[Point-per-instance localization data]
^^^^^^^^^^^^^^^^
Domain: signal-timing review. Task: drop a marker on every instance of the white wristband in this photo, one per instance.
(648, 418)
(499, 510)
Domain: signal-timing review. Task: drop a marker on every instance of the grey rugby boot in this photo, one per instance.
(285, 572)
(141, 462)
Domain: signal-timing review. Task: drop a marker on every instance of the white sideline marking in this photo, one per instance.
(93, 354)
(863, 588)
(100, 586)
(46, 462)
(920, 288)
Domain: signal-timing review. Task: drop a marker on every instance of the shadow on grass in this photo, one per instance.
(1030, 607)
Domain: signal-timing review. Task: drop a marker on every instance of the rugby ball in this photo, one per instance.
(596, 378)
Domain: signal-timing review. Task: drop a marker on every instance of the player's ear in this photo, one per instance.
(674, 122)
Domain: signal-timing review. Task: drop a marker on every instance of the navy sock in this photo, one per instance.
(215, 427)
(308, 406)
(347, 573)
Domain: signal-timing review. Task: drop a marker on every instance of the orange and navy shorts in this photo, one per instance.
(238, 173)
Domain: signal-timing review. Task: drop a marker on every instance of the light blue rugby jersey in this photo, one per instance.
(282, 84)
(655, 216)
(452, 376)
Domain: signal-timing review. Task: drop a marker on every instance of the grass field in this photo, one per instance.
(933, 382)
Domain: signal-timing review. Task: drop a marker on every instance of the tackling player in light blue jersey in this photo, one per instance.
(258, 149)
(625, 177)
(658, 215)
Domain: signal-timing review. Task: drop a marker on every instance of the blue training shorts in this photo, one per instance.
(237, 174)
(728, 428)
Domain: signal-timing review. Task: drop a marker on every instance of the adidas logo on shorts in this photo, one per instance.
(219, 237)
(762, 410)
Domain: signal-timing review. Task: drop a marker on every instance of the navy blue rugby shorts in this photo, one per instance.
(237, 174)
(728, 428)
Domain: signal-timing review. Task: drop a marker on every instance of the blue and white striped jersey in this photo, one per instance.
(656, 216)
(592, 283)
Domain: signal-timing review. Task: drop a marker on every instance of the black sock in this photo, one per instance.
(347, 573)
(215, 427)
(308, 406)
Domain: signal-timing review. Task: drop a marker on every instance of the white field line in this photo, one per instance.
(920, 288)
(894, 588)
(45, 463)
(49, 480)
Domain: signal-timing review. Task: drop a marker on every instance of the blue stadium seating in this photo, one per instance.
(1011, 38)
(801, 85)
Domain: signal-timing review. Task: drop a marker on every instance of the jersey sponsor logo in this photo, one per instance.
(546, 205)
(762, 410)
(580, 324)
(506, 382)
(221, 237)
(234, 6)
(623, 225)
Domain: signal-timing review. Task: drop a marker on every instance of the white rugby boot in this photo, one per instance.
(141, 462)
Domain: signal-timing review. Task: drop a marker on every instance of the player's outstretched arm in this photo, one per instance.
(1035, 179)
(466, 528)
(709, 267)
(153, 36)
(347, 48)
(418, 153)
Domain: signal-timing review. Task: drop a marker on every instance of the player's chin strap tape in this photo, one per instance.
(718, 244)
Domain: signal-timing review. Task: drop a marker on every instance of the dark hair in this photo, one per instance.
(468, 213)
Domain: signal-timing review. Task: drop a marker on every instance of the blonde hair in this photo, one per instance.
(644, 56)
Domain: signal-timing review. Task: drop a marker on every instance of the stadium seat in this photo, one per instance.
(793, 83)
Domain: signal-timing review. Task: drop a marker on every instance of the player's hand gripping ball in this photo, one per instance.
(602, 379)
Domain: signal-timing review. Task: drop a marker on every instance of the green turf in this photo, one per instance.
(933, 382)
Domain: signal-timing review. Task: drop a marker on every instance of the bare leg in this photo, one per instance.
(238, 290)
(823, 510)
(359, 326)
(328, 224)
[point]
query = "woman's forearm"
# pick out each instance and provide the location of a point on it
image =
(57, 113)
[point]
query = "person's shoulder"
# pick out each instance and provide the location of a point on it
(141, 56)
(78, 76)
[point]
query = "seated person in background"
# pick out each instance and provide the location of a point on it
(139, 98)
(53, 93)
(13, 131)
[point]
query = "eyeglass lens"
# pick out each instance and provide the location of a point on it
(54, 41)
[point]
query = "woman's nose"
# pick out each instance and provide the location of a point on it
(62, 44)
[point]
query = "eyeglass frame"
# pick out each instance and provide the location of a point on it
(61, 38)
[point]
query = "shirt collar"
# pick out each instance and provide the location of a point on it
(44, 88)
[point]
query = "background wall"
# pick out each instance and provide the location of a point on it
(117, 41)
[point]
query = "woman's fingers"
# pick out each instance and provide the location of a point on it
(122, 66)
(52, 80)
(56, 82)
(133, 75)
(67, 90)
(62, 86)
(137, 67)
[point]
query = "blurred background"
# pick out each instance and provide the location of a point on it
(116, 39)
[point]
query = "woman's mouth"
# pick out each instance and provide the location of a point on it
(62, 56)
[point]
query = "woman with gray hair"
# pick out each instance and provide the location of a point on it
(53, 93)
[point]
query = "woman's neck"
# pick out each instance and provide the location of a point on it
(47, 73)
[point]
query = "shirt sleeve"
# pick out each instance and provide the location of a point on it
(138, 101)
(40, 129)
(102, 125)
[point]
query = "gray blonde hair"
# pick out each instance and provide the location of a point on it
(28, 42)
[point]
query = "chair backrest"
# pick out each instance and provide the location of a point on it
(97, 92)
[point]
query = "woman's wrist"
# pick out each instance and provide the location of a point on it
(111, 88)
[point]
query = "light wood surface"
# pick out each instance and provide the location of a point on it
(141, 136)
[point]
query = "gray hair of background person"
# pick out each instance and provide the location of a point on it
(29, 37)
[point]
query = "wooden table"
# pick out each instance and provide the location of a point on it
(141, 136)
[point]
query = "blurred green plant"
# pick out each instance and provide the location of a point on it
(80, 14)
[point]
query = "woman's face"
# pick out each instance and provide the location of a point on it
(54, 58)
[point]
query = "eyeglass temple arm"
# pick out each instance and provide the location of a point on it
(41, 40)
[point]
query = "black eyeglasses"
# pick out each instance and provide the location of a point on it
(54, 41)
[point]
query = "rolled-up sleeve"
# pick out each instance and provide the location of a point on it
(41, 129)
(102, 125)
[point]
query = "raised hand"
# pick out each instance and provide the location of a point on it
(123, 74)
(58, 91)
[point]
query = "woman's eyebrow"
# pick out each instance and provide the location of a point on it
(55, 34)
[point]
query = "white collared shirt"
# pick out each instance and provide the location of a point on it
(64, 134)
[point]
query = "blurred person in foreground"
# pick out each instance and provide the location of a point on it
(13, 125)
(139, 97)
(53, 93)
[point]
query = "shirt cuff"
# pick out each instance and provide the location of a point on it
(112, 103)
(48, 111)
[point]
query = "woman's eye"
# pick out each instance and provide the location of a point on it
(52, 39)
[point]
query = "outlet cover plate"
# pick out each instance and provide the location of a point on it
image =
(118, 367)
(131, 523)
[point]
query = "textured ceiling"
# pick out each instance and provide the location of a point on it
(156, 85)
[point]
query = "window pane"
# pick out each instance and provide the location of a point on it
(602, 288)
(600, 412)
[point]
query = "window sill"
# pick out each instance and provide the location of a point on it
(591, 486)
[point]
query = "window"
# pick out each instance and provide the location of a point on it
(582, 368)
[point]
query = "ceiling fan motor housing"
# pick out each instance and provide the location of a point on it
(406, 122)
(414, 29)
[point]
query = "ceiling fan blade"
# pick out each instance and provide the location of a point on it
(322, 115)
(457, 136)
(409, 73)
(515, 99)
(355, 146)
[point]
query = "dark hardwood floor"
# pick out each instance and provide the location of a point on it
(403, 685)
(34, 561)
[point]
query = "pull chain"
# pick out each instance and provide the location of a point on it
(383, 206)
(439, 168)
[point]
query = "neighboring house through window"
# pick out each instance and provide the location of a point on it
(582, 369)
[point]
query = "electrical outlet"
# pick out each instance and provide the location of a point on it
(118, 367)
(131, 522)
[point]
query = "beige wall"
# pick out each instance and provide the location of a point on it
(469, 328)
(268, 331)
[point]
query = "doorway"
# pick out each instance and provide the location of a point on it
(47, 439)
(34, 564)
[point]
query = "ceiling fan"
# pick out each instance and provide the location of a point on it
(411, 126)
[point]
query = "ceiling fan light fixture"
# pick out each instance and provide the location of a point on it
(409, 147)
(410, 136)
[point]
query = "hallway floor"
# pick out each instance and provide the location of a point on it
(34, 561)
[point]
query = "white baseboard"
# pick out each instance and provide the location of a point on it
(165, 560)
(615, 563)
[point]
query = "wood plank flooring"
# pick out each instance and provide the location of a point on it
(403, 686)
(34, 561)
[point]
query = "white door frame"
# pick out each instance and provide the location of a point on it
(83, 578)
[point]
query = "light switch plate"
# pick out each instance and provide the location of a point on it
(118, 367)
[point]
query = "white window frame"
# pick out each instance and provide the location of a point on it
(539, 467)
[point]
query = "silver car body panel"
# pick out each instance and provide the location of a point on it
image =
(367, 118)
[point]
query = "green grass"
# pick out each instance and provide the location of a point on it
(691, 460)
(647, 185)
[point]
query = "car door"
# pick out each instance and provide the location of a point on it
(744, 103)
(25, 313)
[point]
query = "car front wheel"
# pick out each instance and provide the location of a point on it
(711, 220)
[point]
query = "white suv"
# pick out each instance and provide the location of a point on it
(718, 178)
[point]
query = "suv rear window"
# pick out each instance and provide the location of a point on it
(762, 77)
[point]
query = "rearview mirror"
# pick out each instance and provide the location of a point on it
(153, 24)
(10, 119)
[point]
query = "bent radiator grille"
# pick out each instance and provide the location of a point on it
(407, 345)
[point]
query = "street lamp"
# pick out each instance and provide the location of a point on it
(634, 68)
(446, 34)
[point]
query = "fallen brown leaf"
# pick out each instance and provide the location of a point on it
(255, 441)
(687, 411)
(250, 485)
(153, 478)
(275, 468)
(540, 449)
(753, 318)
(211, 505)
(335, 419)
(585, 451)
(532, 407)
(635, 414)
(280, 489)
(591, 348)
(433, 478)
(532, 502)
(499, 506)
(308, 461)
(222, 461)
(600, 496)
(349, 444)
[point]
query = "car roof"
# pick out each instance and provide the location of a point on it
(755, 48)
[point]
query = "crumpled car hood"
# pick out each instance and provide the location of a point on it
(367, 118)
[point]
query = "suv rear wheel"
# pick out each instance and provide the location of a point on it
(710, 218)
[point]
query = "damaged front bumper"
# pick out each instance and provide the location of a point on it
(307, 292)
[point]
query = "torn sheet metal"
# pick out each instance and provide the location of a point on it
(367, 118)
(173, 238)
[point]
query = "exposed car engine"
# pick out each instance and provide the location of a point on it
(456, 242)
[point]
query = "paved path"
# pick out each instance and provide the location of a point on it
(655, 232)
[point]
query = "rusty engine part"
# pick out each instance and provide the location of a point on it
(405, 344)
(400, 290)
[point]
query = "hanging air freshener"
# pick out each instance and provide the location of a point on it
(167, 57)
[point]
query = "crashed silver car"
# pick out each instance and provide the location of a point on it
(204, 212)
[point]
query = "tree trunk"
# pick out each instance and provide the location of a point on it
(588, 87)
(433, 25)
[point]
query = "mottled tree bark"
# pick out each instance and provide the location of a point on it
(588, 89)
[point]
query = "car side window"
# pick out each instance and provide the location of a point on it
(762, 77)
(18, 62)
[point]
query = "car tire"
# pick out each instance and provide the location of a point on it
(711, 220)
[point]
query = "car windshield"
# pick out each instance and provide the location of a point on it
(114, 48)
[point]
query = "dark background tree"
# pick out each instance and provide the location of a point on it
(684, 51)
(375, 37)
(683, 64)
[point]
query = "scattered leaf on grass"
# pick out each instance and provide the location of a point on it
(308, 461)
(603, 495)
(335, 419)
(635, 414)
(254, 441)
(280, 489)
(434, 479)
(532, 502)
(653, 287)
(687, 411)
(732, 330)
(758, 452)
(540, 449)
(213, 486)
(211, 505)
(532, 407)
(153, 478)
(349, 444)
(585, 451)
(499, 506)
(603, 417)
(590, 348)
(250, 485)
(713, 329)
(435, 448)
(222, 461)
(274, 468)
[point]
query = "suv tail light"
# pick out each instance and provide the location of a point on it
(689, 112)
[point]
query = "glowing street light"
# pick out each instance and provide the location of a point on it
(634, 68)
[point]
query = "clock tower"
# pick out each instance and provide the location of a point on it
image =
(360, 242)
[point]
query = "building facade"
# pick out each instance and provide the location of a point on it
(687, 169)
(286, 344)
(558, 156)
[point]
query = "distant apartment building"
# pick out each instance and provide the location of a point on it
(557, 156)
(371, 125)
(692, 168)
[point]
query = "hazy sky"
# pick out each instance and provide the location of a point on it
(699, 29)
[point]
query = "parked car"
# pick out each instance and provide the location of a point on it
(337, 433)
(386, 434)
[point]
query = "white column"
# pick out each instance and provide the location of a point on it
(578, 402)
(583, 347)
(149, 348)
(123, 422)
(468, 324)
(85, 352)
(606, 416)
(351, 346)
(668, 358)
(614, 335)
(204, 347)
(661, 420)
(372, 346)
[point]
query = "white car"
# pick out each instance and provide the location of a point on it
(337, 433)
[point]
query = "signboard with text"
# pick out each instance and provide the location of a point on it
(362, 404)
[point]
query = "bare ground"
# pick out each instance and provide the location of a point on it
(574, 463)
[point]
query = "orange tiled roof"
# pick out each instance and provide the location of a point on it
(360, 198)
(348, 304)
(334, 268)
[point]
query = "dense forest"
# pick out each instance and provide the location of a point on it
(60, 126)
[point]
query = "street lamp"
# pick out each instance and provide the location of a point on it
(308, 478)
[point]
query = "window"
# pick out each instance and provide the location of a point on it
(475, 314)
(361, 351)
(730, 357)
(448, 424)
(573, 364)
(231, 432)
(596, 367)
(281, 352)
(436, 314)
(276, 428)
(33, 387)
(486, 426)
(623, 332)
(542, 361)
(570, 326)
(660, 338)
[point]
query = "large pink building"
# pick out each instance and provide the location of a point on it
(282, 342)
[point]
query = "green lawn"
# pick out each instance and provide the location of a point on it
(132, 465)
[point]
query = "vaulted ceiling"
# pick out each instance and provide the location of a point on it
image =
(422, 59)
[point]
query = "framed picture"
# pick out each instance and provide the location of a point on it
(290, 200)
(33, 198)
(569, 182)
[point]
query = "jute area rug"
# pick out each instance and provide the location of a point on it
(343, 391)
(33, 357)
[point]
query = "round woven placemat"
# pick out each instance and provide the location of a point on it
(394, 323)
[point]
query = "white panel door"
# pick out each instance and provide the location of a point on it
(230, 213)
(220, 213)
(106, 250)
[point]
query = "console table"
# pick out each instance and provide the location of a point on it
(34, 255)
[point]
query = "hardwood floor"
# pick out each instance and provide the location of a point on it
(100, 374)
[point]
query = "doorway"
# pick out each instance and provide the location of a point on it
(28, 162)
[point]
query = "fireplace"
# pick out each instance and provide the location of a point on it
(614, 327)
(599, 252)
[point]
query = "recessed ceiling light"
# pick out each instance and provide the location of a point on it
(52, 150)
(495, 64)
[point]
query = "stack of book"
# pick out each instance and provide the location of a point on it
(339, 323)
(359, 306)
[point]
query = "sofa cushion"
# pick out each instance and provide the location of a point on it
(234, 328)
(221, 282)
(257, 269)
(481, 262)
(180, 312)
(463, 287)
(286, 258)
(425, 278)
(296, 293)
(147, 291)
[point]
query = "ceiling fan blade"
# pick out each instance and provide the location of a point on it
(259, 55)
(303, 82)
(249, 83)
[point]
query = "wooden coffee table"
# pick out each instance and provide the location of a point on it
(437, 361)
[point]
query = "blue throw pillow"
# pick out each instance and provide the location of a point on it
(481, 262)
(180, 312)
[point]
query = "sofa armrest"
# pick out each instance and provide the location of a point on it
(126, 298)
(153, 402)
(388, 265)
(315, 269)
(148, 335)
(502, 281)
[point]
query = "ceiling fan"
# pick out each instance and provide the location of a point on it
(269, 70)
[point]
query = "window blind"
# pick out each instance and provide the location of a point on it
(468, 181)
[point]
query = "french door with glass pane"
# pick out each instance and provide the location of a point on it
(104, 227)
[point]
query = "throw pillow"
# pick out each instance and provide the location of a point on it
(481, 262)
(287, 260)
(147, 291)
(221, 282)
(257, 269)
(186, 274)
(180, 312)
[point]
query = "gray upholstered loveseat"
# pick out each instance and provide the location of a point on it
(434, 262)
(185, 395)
^^^^^^^^^^^^^^^^
Pick from the records each line that contains the word "gray" and show it.

### Solved problem
query = "woman with gray hair"
query = "gray blonde hair"
query = "gray hair of background person"
query = "gray upholstered loveseat"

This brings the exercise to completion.